Document text
□ □ □ □ □
Koyama Aiko. Maiko-san-chi no makanai-san. Epi. 75, Vol. 8, p. 7 (2018).

 

 

 

 

 

What’s inside Momohana’s kago?  She has her kuchibeni lip coloring and lip brush.  She also packs tissue,  hanameishi, and a small paperback book.  Hmm, what’s she reading?  Too bad we can’t see the title.

 

Ichimame’s kago. Maiko Etiquette, 2007.

In her 2007 book Maiko Etiquette, Ichimame describes packing a tenugui (cloth towel) for protecting her kimono if she will be dining. She includes cough drops to keep her throat from getting dry over an evening’s hours of conversation (66).  On her day off, when Ichimame wears typical teenage street clothes, she takes a backpack and a wallet , as shown below(92).

Ichimame”s Day-off Fashion. Maiko etiquette, 2007, p. 89. Illustrator, Katsuyama Keiko

 

What’s missing from the maiko’s kago?

Two standout items: keys and  a wallet.

Looking at videos and surveys of women’s handbags, you notice almost everyone has a wallet for cash, cards, and personal iterms, and keys to their home and/or car.  This reminds us of the maiko’s position.  She takes taxis or walks to the teahouse and back to her okiya. People will expect her at both places–no need for keys. The taxi will charge the expense to her okiya.
□ □ □ □ □
Data provided
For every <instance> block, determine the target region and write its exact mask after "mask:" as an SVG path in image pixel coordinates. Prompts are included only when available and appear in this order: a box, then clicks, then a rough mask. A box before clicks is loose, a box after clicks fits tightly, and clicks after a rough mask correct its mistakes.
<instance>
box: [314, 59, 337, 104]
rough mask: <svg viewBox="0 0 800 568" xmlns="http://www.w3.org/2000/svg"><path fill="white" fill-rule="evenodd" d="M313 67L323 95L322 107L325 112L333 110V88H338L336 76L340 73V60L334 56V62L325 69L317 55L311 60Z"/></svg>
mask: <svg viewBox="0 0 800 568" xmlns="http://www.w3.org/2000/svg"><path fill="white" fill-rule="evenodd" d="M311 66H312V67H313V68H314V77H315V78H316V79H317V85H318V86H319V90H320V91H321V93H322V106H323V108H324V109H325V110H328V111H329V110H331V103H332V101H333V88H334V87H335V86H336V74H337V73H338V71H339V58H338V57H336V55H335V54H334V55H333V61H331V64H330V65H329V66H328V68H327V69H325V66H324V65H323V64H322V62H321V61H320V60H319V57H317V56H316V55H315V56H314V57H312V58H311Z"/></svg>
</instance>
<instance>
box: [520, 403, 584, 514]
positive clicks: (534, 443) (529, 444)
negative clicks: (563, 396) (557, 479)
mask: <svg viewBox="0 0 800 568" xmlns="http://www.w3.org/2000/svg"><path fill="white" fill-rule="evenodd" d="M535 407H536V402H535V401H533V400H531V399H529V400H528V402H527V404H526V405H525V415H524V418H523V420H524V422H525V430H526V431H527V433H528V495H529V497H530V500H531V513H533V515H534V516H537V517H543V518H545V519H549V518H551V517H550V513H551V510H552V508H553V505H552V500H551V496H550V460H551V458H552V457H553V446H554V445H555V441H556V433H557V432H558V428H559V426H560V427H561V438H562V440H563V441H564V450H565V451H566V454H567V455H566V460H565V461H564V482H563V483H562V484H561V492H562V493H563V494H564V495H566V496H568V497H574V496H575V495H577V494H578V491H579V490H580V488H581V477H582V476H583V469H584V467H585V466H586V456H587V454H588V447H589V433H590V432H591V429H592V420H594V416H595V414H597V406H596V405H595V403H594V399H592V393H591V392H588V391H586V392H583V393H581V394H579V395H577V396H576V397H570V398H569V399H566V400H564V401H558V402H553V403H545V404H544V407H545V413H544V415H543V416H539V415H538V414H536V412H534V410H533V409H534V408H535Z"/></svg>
□ □ □ □ □
Actions to take
A - In the passage on the maiko's kago:
(i) What lip items does Momohana carry?
(ii) Why does Ichimame pack cough drops?
(iii) Which two standout items are missing from the maiko's kago?
B - What does the passage on the maiko's kago list as the contents of Momohana's kago?
C - Could you continue the passage on the maiko's kago from its last sentence?

Outputs for the tasks
A -
(i) Her kuchibeni lip coloring and a lip brush.
(ii) To keep her throat from getting dry over an evening's hours of conversation.
(iii) Keys and a wallet.

B -
- kuchibeni lip coloring
- lip brush
- tissue
- hanameishi
- a small paperback book

C -
As an apprentice, she will receive some spending money and she may accept tips, but she does not need money for her engagements or lessons.  The lack of money and keys underscores the maiko’s innocence and dependence. It also avoids associating the maiko with materialism.

The “Bad Girls” handbag tells a different story

Ganguro style. 2008. Wikimedia Commons.

In contrast, as Sharon Kinsella observes, reporters hoping for scandalous stories about kogals (kogyaru) would ask them to dump the contents of their purses for the camera. “Reporters looked especially for cash, personal organizers, list of phone numbers, brand-name wallets, cell phones, and expensive cosmetic pouches and cosmetics. Merely the appearance of these items…was enough to stimulate ideas about precocious acquisitiveness and prostitution” (88). The reporters’ act aims at policing young women whom the media deems delinquent.  Here, fascination with handbag contents becomes especially voyeuristic and sexualized, while both demonizing and exploiting the “bad girl.”

Although kago are expensive, they are associated with Japanese craftsmanship and the preservation of a traditional arts world. And, as the few examples in the literature on maiko show, the kago is filled only with items that allude to the maiko’s attention to her clients and proper maiko deportment. It’s a good girl’s handbag.

Featured Image on Unsplash

Maiko with kago. Gion, Kyoto, 2017.
Boudewijn Huysmans. Unsplash.

 

 

 

 

 

 

 

 

Today’s featured image comes from Boudewijn Huysmans. Thanks for posting this on Unsplash.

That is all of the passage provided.